EXERCISE GOAL: Can you summarize the article about Mookie Betts and Torey Lovullo in two sentences?

TEXT PASSAGE:
--- --- ---

Former Red Sox player Mookie Betts pressed pause on former Boston bench coach Torey Lovullo’s media availability on Friday to give him a hug. He apologized to the media for the inconvenience, but the reunion was very wholesome.
“Sorry guys, I gotta give him a hug,” the Los Angeles Dodger Betts said as he made his way up the podium where Arizona Diamondbacks manager Lovullo was speaking. “He raised me.”
The pair briefly hugged each other, both with smiles on their faces.
Lovullo made a quip at Betts, though, just over 24 hours before Game 1’s first pitch at Dodger Stadium.
“Good luck, but not really,” Lovullo said to Betts as he made his way back in front of the microphone.
The Diamondbacks’ manager and the Dodgers’ utility man spent about three seasons together with the Red Sox. Lovullo was the team’s bench coach from 2013-2016 and Betts’s MLB debut came in June 2014. He also served as Boston’s interim manager for the remaining seven weeks of the 2015 season after John Farrell was diagnosed with lymphoma.
Since Lovullo’s departure from Boston in 2016 and Betts’s in 2020, the pair have spoken highly about each other. When Arizona traveled to Boston in 2019 for a three-game series, Lovullo had nothing but good things to say about the player and the Red Sox’ young core from his time in Boston which also included players such as Xander Boagerts, Brock Holt, and Jackie Bradley Jr. in the mid-2010s.
“It’s always fun to go back and watch first-hand some of the young players I was around for so long,” Lovullo told The Boston Globe’s Peter Abraham in April 2019. “One of them was arguably the best player in the league last year (2018); I’m excited to see Mookie.”
Betts has recalled plenty of good memories between himself and Lovullo, too. Betts told AZ Central in 2021 that he appreciated certain characteristics of his former bench coach.
“I don’t know about now, but I know that with me it was his ability to relate and take pressure off of you,” Betts said. “It’s super important to know that when guys come up you’re going to feel pressure to play well and he just somehow takes it off of you in a special way.”
In that same interview, the then-29-year-old also explained how comfortable he felt around Lovullo as a player. Betts said they would talk about anything, whether it be baseball or off-the-field topics, and it made him feel good.
Saturday night’s NLDS Game 1 first pitch between the Diamondbacks and Dodgers in Los Angeles is set for 9:20 p.m. EST.

--- --- ---

AVAILABLE DATA:

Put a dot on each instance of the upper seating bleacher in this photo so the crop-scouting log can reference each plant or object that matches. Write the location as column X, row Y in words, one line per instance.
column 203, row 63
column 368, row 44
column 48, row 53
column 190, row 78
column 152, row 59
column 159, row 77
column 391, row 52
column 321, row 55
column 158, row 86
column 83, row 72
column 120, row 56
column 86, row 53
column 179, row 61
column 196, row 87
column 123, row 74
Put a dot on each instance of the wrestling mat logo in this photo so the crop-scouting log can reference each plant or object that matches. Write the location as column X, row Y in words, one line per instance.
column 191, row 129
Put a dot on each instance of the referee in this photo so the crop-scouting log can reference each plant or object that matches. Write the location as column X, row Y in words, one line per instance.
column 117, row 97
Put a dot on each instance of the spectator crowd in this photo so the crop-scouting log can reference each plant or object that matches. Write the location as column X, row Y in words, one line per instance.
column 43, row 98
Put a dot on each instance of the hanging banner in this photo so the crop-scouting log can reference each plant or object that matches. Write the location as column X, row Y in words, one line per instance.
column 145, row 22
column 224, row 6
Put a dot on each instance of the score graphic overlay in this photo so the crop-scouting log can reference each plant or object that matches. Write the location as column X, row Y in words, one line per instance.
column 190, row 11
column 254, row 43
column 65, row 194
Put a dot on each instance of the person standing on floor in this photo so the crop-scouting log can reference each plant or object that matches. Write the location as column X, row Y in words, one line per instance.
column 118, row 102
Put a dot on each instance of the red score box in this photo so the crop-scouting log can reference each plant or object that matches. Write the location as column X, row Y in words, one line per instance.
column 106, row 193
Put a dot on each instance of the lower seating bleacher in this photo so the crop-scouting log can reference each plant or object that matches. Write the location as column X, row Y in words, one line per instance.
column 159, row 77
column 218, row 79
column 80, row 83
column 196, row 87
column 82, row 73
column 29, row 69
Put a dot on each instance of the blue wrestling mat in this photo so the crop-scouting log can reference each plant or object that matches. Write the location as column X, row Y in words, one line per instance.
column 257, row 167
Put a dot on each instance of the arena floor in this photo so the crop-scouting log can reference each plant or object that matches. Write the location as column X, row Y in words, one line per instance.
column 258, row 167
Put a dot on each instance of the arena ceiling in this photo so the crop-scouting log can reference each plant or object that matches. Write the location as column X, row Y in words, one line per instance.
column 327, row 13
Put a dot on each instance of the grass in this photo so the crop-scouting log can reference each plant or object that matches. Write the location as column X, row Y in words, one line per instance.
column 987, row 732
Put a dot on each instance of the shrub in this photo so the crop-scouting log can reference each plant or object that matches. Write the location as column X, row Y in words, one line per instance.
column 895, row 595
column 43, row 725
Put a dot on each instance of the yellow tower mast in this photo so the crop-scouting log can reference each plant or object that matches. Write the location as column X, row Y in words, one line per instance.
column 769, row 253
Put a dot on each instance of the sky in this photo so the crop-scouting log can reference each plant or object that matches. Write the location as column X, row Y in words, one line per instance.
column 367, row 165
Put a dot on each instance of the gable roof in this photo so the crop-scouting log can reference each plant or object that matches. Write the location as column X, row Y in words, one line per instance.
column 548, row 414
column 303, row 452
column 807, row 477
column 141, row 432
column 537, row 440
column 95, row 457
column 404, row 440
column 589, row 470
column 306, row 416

--- --- ---

PROBLEM SOLUTION: Dodgers player Mookie Betts interrupted Diamondbacks manager Torey Lovullo's media availability on Friday to give him a hug, saying "He raised me," and Lovullo jokingly told him "Good luck, but not really" a little over a day before Game 1. The two spent about three seasons together with the Red Sox, where Lovullo was bench coach from 2013 to 2016 and Betts made his MLB debut in 2014, and since leaving Boston they have spoken highly of each other.